(ТЕКСТ ДЛЯ ЧТЕНИЯ)
::::::::::
Он писал критику прозой

Елена Скульская
Copy
Обращаем ваше внимание, что статье более пяти лет и она находится в нашем архиве. Мы не несем ответственности за содержание архивов, таким образом, может оказаться необходимым ознакомиться и с более новыми источниками.
Настоящая встреча с читателями у него впереди, поскольку такой прозы о прозе и поэзии, которую сочинял всю жизнь Самуил Лурье, в мировой литературе не сыщешь.
Настоящая встреча с читателями у него впереди, поскольку такой прозы о прозе и поэзии, которую сочинял всю жизнь Самуил Лурье, в мировой литературе не сыщешь. Фото: www.prochtenije.ru

В одном из прощальных писем Саня Лурье горько заметил, что настоящей встречи с читателями у него не получилось. «Не нужны им мои тексты, и не знаю – чьи нужны; во всяком случае, из полутора тысяч тиража «Писарева» (роман «Литератор Писарев» – прим. Е.С.) за год разошлась всего тысяча, – и, кстати, не получила ни одного печатного отклика. Во-вторых, и в самих своих текстах я разуверился. Охладел к ним. Стало все равно – прочитают, не прочитают. Такое чувство, что навязываешься. Вон сколько книг выходит каждый день. А у меня их стало как-то неприлично много, больше дюжины. Это мне не по рангу, не по классу. Раз нет спроса, зачем приставать с предложением. Тем более, что почти все напечатано. В общем, я в глубоком раздумье».

Я же отвечала, что настоящая встреча с читателями у него впереди, отвечала не в утешение, но в глубокой убежденности, поскольку такой прозы о прозе и поэзии, которую сочинял всю жизнь Самуил Лурье, в мировой литературе не сыщешь.
::::::::::
(ЗАДАНИЯ)
1. Перепишите отрывок статьи о Самуиле Лурье, начиная со слов «Елена Скульская» и до слов «более новыми источниками.» включительно, поменяв «источниками» на «публикациями».
2. Перескажите статью о Самуиле Лурье в двух предложениях.
3. Сколько экземпляров романа «Литератор Писарев» разошлось за год, по словам Лурье в статье о нем?
Эти строки взяты из другого источника.

(ВЫДЕРЖКИ ИЗ ДАННЫХ)
::::::::::
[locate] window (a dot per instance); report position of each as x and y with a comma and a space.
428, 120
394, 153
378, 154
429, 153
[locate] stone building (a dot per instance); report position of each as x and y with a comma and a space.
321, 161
::::::::::
(ОТВЕТЫ К ЗАДАНИЯМ)
1.
Елена Скульская
Copy
Обращаем ваше внимание, что статье более пяти лет и она находится в нашем архиве. Мы не несем ответственности за содержание архивов, таким образом, может оказаться необходимым ознакомиться и с более новыми публикациями.

2. В прощальном письме Самуил Лурье с горечью заметил, что настоящей встречи с читателями у него не получилось: тираж «Литератора Писарева» за год разошелся не весь и не получил ни одного печатного отклика, а сам он разуверился в своих текстах. Автор статьи отвечала ему, что такая встреча у него впереди, потому что подобной прозы о прозе и поэзии, как у Лурье, в мировой литературе не сыщешь.

3. Всего тысяча из полутора тысяч тиража.